■ WHAT YOU SHOULD DO
Write the next part of the maximum likelihood tutorial below, picking up right after its final line of code.

■ PAGE TEXT
┌──
Notice in the plot that the data and the model do not line up exactly. This is to be expected because the sample is just a subset of the population, and any model built from it cannot be a prefect representation of the population. Also notice the vertical axis: it shows the normalize data bin counts, and the probability density of the model. Think of that as probability-per-bin, so that if summed all the bins, the total would be 1.0.

Maximizing Likelihood, Part 1

Previously, we chose the sample mean as an estimate of the population model paramter mu. But how do we know that the sample mean is the best estimator? This is tricky, so let's do it in two parts.

In Part 1, you will use a computational approach to compute the log-likelihood of a given estimate. Then, in Part 2, we will see that when you compute the log-likelihood for many possible guess values of the estimate, one guess will result in the maximum likelihood.

mu_guess = np.mean(sample_distances)
sigma_guess = np.std(sample_distances)

# For each sample distance, compute the probability modeled by the parameter guesses
probs = np.zeros(len(sample_distances))
for n, distance in enumerate(sample_distances):
    probs[n] = gaussian_model(distance, mu=mu_guess, sigma=sigma_guess)

# Compute and print the log-likelihood as the sum() of the log() of the probabilities
loglikelihood = np.sum(np.log(probs))
└──
■ RECORDS SUPPLIED
┌──
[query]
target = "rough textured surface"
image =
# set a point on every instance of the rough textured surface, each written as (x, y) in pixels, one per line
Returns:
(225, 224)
└──
■ THE RESULT
print('For guesses mu={:0.2f} and sigma={:0.2f}, the loglikelihood={:0.2f}'.format(mu_guess, 
                                                                                   sigma_guess, 
                                                                                   loglikelihood))
For guesses mu=26918.39 and sigma=224.99, the loglikelihood=-6834.98

Although the likelihood (the product of the probabilities) is easier to interpret, the loglikelihood has better numerical properties. Products of small and large numbers can cause numerical artifacts, but sum of the logs usually doesnt suffer those same artifacts, and the "sum(log(things))" is closely related to the "product(things)"

Maximizing Likelihood, Part 2

In Part 1, you computed a single log-likelihood for a single mu. In this Part 2, you will apply the predefined function compute_loglikelihood() to compute an array of log-likelihood values, one for each element in an array of possible mu values.

The goal then is to determine which single mu guess leads to the single maximum value of the loglikelihood array.

def compute_loglikelihood(samples, mu, sigma=250):
    probs = np.zeros(len(samples))
    for n, sample in enumerate(samples):
        probs[n] = gaussian_model(sample, mu, sigma)
    loglikelihood = np.sum(np.log(probs))
    return loglikelihood

def plot_loglikelihoods(mu_guesses, loglikelihoods):
    max_loglikelihood = np.max(loglikelihoods)
    max_index = np.where(loglikelihoods==max_loglikelihood)
    max_guess = mu_guesses[max_index][0]
    font_options = {'family' : 'Arial', 'size'   : 16}
    plt.rc('font', **font_options)
    fig, axis = plt.subplots(figsize=(10,6))
    axis.plot(mu_guesses, loglikelihoods)
    axis.plot(max_guess, max_loglikelihood, marker="o", color="red")
    axis.grid()
    axis.set_ylabel('Log Likelihoods')
    axis.set_xlabel('Guesses for Mu')
    axis.set_title('Max Log Likelihood = {:0.1f} \n was found at Mu = {:0.1f}'.format(max_loglikelihood, 
                                                                                      max_guess))
    fig.tight_layout()
    plt.show()
    return fig
sample_mean = 26918.392414058031
sample_stdev = 224.9870886426813
low_guess = sample_mean - 2*sample_stdev
high_guess = sample_mean + 2*sample_stdev
mu_guesses = np.linspace(low_guess, high_guess, 101)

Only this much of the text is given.